* PROVIDED RECORDS *
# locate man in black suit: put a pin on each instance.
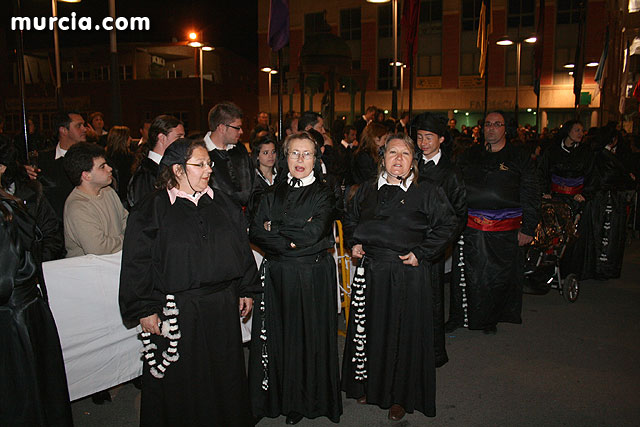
(233, 173)
(55, 183)
(363, 121)
(163, 131)
(430, 132)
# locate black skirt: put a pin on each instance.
(399, 338)
(300, 326)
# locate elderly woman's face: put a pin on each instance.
(267, 155)
(397, 158)
(576, 133)
(300, 158)
(198, 171)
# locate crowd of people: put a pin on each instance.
(187, 212)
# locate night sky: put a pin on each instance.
(231, 24)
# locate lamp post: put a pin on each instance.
(507, 41)
(201, 47)
(402, 67)
(269, 72)
(394, 24)
(56, 49)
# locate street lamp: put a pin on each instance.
(402, 67)
(394, 86)
(270, 71)
(507, 41)
(56, 48)
(201, 47)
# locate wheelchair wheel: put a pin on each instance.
(570, 288)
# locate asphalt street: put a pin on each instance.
(568, 364)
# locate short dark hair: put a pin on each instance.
(256, 146)
(167, 179)
(301, 135)
(308, 118)
(223, 114)
(161, 125)
(79, 159)
(62, 119)
(347, 129)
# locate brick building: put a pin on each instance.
(446, 65)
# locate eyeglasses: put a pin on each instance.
(493, 124)
(201, 165)
(305, 155)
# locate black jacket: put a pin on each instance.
(142, 181)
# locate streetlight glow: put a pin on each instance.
(504, 41)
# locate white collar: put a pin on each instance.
(382, 180)
(60, 152)
(307, 180)
(275, 173)
(435, 159)
(155, 157)
(211, 146)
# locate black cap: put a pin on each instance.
(430, 122)
(177, 152)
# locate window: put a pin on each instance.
(431, 12)
(83, 75)
(521, 14)
(102, 73)
(385, 23)
(350, 27)
(67, 76)
(429, 65)
(385, 74)
(126, 72)
(313, 24)
(470, 14)
(569, 11)
(469, 54)
(526, 66)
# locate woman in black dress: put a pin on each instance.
(33, 384)
(186, 272)
(120, 158)
(397, 226)
(293, 367)
(605, 210)
(365, 158)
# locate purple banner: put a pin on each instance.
(496, 214)
(567, 182)
(278, 24)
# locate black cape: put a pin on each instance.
(399, 320)
(300, 305)
(201, 255)
(33, 383)
(447, 176)
(55, 182)
(488, 266)
(233, 173)
(142, 182)
(606, 216)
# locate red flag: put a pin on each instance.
(278, 24)
(409, 25)
(539, 48)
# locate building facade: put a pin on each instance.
(445, 72)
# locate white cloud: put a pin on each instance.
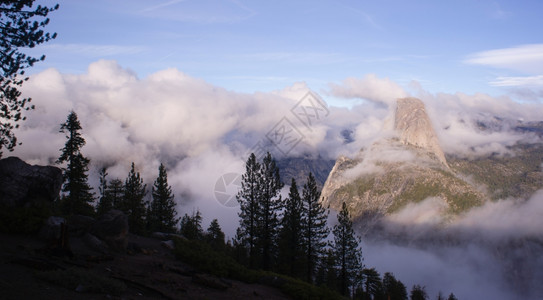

* DIRECTION *
Gather each line of the records above that contains the string "woman" and list those lines in full.

* EXERCISE OUTPUT *
# locate elderly woman's face: put a pin on each instance.
# locate woman in black dress: put a pin on each instance.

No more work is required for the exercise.